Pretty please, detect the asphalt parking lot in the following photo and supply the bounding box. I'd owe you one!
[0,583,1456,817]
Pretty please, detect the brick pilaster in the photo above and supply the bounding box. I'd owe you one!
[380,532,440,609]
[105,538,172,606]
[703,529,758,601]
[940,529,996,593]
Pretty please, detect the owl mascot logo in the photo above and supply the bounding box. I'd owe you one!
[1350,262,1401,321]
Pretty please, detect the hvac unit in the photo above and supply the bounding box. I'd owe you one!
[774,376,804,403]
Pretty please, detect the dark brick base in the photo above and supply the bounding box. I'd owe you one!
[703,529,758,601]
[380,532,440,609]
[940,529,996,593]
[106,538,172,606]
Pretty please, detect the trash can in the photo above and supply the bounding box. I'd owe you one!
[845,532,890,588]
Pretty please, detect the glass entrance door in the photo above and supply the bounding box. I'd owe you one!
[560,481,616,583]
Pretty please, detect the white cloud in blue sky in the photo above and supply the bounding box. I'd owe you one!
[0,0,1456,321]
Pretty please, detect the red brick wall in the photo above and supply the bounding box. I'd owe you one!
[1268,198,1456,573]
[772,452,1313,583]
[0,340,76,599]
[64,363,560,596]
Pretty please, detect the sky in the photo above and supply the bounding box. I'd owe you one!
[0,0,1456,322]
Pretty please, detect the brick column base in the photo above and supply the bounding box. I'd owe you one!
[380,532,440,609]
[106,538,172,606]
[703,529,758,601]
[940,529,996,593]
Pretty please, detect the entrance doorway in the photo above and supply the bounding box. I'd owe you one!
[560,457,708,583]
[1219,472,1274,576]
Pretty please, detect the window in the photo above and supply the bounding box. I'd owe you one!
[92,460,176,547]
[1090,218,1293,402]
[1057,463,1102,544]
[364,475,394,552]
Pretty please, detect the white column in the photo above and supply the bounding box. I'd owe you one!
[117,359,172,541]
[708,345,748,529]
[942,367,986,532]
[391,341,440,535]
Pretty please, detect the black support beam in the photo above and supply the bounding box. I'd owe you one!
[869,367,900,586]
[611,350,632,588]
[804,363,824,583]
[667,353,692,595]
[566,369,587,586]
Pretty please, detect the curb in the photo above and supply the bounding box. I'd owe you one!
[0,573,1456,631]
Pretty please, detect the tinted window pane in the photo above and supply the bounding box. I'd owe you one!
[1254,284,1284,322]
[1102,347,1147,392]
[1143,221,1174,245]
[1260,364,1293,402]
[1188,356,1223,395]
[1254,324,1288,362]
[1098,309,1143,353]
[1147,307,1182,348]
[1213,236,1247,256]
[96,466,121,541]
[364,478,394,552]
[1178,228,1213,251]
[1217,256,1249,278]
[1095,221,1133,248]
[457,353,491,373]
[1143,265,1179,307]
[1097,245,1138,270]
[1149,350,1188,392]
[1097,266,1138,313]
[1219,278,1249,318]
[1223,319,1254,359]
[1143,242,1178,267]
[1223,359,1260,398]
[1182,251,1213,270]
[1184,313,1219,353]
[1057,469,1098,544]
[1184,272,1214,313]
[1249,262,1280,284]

::::::::

**STATED GOAL**: Copy out every row above, exactly, from the one containing "Pretty please, detect the hvac" down to the one containing "[0,0,1456,321]", including both of those rows.

**PROBLEM SOLUTION**:
Pretty please, detect the hvac unit in the photo above and supply the bounding box. I'd owe you one!
[774,376,804,403]
Pretty please, detect the dark brick base in the photo above and supply the bounding box. I'd owe you one!
[703,529,758,601]
[380,532,440,609]
[940,529,996,593]
[106,538,172,606]
Pretty please, detect the trash can in the photo above and supply the bounding box. I'd owe you one!
[845,532,890,588]
Pretty please, detect the glass entrance door in the photo above and supply the bounding box. I'd owe you one!
[560,481,616,583]
Pretty please, detect the white cloud in blue sky in the photo above and supply the bounding box. I'd owe you one!
[0,0,1456,321]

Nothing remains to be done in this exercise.